* _Goal of the exercise_
From the entries below, copy every line where the string "Target" appears.

** Data records follows **

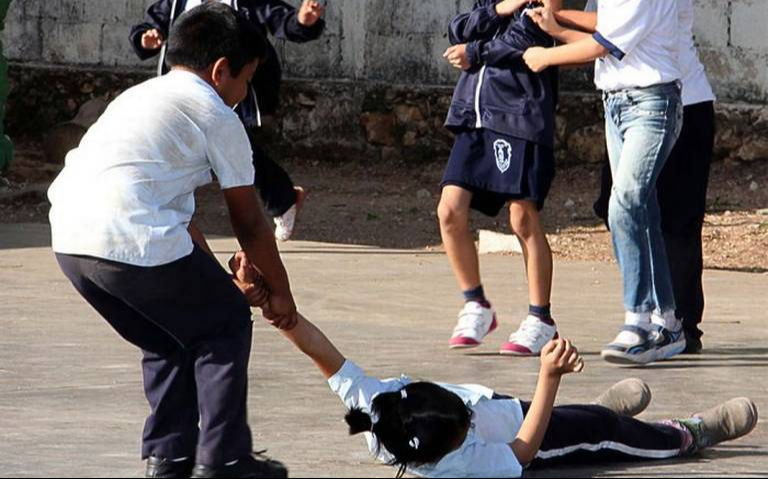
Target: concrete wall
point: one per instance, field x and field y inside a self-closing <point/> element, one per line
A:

** End of Data records **
** Data records follows **

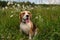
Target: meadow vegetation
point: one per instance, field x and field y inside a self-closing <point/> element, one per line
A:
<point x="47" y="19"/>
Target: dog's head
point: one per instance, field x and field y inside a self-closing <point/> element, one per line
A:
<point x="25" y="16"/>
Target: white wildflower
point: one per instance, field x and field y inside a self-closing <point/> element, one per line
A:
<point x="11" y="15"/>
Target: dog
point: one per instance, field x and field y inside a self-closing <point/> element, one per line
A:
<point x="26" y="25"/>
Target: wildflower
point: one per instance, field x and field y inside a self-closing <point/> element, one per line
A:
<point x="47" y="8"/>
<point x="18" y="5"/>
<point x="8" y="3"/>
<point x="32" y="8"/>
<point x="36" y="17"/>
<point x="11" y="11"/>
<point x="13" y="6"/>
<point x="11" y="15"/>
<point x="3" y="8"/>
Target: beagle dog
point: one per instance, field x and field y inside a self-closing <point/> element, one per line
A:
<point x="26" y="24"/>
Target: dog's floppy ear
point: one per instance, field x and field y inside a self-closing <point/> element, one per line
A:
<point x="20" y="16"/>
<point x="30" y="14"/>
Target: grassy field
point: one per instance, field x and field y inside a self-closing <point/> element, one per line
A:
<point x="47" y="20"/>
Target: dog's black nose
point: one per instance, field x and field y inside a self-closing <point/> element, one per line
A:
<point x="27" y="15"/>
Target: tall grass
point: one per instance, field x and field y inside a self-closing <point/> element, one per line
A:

** End of Data records **
** Data records follows **

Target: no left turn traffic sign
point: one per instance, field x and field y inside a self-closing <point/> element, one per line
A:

** End of Data records **

* _Solution to this task_
Target: concrete wall
Target: meadow vegetation
Target: dog's head
Target: white wildflower
Target: dog
Target: wildflower
Target: beagle dog
Target: dog's floppy ear
Target: grassy field
Target: dog's black nose
Target: tall grass
Target: no left turn traffic sign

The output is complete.